> [FRAGMENTO DEL TEXTO]

▼▼▼

“….Ni
siquiera estábamos el uno frente al otro, era sólo una conversación telefónica.
Supongo que para él es tan fácil como dejar de jugar a una cosa y comenzar con
otra distinta, total, el mundo, todo, está a sus
pies.
Un no,
de esos que se clavan donde mas duele. Elijan ustedes. Que te seca la boca y
te hace sentir por un momento, una auténtica
mierda.
Para él
no es importante, de hecho, incluso pensará que debo ser un completo imbécil por
creer que podríamos compartir uno de esos momentos que, por desgracia, solo
están en la mente de los padres, jamás en la de lo
hijos.
Pero
claro, en estas cosas sólo hay uno que sabe cuánto duele y lo sabe, porque ahora
le toca a uno. El otro, el pequeño agresor, tardará algo más y con toda certeza,
cuando le toque a él yo ya no estaré aquí para que pueda mirarme a la cara y
pensar, solo pensar: mira viejo, lo siento, siento haberte dicho que no aquel
día.

▲▲▲

> [CONSIGNA A] Presenta como lista numerada, sin líneas en blanco, el tramo del listado que va desde la línea que contiene "locate tall conifer" hasta el final del listado, ambos extremos incluidos.
> [CONSIGNA B] Continúa el texto sobre la negativa recibida por teléfono a partir de donde termina.

> [DATOS DE TRABAJO]
▼▼▼

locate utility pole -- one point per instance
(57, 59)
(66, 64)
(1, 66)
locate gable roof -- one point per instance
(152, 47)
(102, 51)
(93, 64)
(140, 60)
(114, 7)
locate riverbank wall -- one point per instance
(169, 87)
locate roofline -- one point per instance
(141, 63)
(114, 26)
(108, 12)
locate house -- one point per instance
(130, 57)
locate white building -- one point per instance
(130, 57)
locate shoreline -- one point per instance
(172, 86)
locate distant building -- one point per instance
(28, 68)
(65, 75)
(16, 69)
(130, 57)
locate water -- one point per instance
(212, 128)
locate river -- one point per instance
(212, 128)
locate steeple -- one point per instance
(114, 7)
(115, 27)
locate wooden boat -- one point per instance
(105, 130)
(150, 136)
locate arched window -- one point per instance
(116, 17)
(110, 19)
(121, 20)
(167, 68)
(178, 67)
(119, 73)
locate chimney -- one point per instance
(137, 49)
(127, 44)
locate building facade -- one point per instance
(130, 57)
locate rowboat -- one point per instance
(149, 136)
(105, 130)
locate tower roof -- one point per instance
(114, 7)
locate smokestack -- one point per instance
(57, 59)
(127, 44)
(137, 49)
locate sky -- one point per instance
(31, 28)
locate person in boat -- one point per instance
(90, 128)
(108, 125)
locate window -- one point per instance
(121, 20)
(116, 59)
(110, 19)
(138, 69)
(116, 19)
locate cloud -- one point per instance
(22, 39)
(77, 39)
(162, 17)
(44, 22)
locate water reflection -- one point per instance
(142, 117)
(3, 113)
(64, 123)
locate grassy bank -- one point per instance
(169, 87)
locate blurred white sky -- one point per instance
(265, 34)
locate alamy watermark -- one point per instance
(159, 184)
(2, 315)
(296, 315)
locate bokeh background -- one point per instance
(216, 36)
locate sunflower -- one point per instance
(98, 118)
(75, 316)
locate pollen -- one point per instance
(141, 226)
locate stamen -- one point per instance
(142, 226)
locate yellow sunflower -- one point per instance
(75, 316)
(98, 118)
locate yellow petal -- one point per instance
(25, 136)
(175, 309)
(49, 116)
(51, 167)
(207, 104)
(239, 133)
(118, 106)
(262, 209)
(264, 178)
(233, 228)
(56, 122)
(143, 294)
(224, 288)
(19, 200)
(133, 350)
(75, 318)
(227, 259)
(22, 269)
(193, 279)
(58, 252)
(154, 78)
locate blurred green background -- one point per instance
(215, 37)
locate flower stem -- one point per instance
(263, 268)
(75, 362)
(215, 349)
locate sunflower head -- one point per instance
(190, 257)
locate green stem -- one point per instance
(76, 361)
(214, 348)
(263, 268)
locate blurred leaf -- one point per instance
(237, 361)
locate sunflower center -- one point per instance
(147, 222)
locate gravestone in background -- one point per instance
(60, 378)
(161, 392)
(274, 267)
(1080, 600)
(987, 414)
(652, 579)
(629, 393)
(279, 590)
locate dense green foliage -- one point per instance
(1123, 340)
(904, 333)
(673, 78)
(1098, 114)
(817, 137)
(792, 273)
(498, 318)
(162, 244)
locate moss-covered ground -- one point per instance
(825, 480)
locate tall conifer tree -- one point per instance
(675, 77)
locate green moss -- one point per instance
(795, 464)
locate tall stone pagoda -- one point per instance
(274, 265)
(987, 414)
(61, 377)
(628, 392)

▲▲▲

> [RESPUESTA A]
1. locate tall conifer tree -- one point per instance
2. (675, 77)
3. locate green moss -- one point per instance
4. (795, 464)
5. locate tall stone pagoda -- one point per instance
6. (274, 265)
7. (987, 414)
8. (61, 377)
9. (628, 392)

> [RESPUESTA B]
Sé que
jamás lo hará, como seguramente yo tampoco voy a correr a buscar al mio para
decírselo porque igual a él ya no le importa, porque igual tampoco sabría
porque le estoy pidiendo perdón o de qué narices le hablo.
A él,
al mío, todas esas cosas ya le habrán cicatrizado y a mí, al pequeño cabrón de
entonces y al hombre de ahora, le gustaría pensar que no hay porque pedir
perdón, y ¿saben una cosa?, mejor así; el ser humano tiene la fea costumbre de
aplicarse bálsamos de conciencia sólo entonando un “lo siento”. Punto. Todo
olvidado.
Y no,
no debe ser así. Me tiene que doler como le dolió a él. Tanto como a mi hijo le
duelen mis “nos” continuos, constantes, más acertados pero por supuesto menos
certeros si de tirar a dar al corazón se trata.
Probablemente todo esto sea una
tontería pero hoy, mi hijo, me ha dicho que no quería venir a comer conmigo y ya
ven, me ha partido la alegría en dos.
Sí,
eso…qué tontería”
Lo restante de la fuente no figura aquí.